[Excerpts from a point labeling dataset]
________________

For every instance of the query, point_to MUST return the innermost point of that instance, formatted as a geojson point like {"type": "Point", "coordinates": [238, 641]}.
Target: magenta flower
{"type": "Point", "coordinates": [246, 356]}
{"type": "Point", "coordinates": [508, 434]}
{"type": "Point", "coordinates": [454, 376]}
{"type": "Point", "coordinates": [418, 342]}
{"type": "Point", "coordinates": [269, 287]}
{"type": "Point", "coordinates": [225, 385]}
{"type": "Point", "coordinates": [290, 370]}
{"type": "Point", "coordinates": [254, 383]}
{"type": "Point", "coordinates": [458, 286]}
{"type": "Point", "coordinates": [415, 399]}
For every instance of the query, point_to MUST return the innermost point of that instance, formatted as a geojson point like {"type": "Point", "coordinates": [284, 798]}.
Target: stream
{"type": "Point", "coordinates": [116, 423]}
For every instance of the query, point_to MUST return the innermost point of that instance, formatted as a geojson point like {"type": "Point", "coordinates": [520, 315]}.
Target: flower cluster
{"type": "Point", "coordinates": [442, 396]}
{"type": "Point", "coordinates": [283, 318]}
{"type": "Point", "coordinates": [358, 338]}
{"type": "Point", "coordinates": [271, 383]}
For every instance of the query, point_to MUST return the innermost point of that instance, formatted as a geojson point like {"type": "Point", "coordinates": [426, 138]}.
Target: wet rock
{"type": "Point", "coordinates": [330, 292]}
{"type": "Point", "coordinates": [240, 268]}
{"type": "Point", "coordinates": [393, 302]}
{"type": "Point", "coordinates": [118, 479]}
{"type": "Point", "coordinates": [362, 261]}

________________

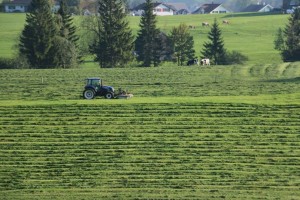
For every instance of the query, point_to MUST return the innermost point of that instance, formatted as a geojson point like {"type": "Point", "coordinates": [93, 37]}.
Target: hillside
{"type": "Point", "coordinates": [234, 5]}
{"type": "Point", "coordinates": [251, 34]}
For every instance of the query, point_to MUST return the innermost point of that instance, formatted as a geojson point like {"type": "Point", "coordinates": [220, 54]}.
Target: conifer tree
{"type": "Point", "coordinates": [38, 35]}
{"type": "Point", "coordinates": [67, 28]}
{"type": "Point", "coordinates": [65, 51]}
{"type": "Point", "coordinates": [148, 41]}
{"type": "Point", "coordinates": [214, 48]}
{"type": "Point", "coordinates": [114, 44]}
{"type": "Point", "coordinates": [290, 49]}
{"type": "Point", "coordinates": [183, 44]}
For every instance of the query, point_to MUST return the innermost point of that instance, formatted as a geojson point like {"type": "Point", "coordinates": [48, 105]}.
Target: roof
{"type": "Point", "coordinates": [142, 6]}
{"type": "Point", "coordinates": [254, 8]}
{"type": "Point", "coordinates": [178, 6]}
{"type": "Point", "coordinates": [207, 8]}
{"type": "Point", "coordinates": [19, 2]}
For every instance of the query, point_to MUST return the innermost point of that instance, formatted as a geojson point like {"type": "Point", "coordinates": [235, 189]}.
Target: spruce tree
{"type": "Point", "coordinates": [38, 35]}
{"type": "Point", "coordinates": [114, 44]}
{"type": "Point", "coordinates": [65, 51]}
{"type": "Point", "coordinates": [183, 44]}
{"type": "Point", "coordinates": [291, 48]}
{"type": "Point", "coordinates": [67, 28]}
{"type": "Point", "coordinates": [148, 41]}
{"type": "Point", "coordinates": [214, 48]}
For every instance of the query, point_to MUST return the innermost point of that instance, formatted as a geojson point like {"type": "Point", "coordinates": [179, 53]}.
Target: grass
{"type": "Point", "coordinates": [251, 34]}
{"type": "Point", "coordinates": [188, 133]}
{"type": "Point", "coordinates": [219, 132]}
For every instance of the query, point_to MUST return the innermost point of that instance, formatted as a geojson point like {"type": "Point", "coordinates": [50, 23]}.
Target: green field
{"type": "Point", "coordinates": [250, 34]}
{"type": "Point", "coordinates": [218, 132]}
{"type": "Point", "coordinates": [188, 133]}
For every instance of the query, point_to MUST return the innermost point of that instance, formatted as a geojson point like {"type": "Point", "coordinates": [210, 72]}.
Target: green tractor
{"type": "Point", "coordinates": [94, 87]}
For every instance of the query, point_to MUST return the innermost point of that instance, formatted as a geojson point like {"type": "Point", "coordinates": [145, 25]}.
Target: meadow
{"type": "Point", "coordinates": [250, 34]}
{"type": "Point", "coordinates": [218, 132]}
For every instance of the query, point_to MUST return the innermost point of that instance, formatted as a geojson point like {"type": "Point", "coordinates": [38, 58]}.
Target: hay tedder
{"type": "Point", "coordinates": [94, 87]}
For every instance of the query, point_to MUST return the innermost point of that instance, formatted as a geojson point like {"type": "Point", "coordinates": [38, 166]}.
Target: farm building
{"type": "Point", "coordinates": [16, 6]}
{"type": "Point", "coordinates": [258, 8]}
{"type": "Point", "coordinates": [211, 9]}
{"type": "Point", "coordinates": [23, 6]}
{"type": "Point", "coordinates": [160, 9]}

________________

From the listing above, please return each line that contains the word "tree".

> Written solution
Target: conifer tree
Target: spruce tree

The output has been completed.